─── THE DATA ───

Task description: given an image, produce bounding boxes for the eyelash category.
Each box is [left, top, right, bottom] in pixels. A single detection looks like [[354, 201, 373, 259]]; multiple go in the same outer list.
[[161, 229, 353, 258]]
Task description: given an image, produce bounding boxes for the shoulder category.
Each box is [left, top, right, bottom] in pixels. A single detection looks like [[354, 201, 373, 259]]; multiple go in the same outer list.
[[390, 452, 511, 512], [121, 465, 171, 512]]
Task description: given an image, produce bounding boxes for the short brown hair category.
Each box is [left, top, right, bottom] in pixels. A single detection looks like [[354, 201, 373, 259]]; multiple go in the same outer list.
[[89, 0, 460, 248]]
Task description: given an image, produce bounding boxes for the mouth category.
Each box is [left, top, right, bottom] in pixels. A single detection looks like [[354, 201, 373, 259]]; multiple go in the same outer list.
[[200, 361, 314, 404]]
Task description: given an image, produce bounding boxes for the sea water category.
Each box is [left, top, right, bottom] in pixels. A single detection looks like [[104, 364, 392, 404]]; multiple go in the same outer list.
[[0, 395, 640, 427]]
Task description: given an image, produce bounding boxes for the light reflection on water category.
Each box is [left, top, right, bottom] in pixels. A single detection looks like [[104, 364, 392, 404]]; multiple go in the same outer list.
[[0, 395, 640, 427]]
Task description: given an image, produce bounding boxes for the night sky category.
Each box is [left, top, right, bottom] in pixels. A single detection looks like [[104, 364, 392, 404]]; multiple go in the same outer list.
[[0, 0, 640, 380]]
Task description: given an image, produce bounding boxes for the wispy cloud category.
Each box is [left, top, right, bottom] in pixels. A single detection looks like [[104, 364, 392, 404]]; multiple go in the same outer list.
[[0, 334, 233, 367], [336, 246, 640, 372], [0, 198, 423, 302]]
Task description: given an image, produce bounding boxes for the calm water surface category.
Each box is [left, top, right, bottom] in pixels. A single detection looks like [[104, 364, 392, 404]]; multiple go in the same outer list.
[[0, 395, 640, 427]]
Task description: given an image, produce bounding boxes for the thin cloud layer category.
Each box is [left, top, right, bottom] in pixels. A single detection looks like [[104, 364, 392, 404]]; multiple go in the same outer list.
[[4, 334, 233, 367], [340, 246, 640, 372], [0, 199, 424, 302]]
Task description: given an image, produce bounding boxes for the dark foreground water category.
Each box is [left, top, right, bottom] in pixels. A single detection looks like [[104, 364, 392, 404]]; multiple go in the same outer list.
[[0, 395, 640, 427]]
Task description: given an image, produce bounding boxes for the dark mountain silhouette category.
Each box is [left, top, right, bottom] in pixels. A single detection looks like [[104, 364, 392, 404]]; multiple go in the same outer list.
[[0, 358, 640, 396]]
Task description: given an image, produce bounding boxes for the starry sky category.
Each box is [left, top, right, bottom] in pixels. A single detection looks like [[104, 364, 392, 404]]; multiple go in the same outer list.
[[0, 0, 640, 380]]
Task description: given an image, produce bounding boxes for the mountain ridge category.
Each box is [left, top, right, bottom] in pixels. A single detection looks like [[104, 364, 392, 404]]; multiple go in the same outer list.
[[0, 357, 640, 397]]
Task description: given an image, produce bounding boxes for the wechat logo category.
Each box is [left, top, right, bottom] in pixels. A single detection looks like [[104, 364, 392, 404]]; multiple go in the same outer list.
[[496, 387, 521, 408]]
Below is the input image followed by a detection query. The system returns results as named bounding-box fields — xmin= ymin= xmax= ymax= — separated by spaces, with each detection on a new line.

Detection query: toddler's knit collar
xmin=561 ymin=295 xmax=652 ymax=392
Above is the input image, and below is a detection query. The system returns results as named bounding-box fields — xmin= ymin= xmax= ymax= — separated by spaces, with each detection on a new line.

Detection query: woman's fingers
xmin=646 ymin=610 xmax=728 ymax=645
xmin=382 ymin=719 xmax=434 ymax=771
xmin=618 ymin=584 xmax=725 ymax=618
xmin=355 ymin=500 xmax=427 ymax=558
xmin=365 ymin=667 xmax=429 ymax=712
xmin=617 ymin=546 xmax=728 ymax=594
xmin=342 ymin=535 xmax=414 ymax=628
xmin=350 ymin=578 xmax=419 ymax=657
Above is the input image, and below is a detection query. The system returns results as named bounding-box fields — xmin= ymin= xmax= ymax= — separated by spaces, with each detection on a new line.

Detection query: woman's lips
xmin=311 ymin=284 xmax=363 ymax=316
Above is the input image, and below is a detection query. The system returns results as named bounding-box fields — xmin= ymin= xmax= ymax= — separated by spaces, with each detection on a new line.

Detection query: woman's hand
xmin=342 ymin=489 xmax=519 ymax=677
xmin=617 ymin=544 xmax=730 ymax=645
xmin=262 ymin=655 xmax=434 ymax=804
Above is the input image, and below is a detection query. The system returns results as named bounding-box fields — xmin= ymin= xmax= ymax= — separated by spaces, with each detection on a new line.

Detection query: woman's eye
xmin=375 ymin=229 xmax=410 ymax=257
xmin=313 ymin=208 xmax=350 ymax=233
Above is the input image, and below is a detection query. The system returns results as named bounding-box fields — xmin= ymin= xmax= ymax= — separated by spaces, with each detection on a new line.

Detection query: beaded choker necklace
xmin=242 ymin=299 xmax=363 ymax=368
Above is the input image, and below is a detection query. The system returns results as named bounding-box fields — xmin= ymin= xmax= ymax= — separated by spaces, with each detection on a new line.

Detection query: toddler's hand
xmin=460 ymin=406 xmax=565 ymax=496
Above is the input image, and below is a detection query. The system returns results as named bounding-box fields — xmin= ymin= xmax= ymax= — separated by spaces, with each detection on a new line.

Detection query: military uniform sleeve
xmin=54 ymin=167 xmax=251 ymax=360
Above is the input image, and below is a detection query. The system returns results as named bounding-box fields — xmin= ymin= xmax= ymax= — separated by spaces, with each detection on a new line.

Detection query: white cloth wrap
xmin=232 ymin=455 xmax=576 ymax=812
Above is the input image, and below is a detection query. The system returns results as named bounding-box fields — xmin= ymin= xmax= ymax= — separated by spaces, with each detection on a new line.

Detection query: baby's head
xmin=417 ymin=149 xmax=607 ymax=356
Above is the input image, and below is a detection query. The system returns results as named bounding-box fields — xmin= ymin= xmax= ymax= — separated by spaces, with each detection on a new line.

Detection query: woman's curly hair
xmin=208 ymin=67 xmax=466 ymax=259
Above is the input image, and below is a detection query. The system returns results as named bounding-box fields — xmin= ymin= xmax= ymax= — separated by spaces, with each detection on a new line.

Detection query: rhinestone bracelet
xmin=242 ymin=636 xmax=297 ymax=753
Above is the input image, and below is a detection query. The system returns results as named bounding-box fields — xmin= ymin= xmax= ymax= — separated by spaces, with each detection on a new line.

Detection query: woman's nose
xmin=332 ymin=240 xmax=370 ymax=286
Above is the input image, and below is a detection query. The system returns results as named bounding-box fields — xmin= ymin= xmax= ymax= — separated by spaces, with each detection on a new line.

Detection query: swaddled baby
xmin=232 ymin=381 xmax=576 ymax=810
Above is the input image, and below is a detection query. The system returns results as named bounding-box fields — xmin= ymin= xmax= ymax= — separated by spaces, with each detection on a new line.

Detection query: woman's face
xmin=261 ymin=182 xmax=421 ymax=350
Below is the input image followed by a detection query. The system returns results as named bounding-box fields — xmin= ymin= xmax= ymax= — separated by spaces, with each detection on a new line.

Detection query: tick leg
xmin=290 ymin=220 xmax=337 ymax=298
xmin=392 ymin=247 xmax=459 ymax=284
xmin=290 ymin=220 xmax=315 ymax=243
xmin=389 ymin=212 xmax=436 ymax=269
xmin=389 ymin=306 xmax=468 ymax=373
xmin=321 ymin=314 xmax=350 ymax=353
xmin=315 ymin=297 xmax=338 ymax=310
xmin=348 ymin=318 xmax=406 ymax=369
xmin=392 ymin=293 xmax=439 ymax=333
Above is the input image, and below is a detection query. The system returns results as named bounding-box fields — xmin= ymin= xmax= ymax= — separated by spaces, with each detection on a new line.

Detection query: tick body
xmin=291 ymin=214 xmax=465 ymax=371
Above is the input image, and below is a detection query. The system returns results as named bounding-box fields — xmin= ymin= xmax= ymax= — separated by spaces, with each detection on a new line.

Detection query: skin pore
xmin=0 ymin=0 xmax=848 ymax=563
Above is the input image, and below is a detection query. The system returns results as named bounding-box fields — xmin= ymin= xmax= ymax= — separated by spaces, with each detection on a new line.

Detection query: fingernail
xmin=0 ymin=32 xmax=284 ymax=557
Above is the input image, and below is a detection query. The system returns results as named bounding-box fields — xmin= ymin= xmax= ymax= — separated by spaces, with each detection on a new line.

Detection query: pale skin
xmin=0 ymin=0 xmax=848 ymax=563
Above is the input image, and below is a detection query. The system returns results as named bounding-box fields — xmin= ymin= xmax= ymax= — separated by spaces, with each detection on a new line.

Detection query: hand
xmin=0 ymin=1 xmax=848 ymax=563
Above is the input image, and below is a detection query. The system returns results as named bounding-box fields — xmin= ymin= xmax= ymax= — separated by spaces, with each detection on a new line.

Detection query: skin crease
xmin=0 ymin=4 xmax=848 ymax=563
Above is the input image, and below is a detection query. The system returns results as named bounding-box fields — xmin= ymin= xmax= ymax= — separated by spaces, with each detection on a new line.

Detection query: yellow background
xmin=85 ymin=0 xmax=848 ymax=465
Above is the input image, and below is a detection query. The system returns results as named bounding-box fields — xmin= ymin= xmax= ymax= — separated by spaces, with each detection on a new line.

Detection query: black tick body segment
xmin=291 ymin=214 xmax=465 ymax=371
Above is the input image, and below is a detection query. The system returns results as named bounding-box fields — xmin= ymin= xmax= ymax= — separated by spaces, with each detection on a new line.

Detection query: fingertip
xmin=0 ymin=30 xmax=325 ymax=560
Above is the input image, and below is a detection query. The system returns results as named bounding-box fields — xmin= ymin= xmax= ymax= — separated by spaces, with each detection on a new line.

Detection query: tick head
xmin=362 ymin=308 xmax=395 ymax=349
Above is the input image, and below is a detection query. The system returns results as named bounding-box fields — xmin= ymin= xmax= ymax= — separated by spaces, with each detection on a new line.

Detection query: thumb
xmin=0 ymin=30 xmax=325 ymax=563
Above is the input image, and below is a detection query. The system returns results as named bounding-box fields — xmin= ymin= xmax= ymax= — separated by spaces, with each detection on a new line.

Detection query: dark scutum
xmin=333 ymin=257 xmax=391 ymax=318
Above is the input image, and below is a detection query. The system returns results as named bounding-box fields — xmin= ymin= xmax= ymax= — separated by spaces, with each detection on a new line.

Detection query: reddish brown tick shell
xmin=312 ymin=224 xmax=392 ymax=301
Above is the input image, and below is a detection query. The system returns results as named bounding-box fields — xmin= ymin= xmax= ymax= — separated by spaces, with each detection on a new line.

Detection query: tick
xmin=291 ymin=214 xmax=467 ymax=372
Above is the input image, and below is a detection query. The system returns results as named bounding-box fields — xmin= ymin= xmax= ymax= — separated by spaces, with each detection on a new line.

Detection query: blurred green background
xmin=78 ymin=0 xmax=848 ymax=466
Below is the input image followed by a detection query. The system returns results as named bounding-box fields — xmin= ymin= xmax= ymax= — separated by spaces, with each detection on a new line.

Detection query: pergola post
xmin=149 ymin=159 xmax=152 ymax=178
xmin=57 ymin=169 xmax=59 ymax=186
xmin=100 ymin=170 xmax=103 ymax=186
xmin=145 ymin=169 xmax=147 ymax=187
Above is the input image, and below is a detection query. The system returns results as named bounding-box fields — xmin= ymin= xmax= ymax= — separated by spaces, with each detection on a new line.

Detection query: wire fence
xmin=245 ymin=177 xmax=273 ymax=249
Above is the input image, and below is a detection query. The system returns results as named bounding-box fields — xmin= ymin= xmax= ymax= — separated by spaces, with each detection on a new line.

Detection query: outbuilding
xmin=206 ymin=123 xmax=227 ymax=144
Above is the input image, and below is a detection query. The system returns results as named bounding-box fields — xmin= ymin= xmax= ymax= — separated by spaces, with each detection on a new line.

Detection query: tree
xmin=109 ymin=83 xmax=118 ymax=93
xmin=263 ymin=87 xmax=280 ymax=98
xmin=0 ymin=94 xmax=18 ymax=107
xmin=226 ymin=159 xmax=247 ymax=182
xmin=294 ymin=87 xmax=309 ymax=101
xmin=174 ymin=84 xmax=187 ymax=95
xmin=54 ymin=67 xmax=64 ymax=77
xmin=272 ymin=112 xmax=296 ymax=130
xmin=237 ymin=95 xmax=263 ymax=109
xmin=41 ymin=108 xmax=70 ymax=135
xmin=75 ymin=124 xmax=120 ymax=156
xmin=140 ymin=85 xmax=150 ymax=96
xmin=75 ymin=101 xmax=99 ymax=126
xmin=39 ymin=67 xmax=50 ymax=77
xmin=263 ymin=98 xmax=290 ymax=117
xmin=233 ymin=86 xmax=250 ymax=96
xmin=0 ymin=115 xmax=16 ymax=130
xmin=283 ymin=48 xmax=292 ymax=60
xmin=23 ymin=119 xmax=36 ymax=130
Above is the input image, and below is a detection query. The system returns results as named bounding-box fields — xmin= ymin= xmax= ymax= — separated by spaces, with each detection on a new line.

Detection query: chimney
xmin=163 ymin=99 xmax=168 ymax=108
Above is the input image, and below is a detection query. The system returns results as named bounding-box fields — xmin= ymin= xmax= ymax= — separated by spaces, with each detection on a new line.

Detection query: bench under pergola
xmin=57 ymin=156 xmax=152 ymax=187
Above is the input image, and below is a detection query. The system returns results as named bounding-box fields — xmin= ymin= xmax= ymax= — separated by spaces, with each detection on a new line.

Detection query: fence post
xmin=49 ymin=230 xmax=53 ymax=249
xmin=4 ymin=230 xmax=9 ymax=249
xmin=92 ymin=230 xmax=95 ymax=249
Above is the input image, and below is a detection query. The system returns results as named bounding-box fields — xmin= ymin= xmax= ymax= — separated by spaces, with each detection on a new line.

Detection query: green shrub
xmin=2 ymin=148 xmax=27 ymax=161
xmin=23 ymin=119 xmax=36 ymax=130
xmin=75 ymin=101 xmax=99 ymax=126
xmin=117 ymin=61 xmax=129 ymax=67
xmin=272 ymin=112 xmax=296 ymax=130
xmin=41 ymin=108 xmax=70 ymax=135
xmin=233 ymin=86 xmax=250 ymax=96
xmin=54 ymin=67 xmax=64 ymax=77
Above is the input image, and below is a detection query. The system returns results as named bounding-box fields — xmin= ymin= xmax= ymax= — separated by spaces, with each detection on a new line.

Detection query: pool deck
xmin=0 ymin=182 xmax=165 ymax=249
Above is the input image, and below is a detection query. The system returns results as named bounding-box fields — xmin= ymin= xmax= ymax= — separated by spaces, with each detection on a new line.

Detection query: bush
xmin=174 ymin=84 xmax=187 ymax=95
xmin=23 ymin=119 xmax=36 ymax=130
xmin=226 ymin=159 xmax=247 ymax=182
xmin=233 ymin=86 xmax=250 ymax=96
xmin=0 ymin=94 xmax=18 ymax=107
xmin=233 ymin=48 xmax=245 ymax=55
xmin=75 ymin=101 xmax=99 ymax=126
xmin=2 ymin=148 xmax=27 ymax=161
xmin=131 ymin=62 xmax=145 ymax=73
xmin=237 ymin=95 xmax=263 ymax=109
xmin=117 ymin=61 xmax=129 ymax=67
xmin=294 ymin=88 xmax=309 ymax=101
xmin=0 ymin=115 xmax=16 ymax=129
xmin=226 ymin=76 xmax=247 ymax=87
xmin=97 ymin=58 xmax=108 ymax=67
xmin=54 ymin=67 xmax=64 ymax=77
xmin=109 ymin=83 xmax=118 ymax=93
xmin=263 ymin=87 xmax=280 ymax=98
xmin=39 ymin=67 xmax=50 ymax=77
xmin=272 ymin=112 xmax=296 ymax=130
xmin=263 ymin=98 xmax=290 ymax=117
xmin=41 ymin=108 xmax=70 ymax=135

───

Count the lines of the data above that contain the string "mountain", treating uppercase and lowercase letters as distinct. Reply with the number alone.

**THE RESULT:** 2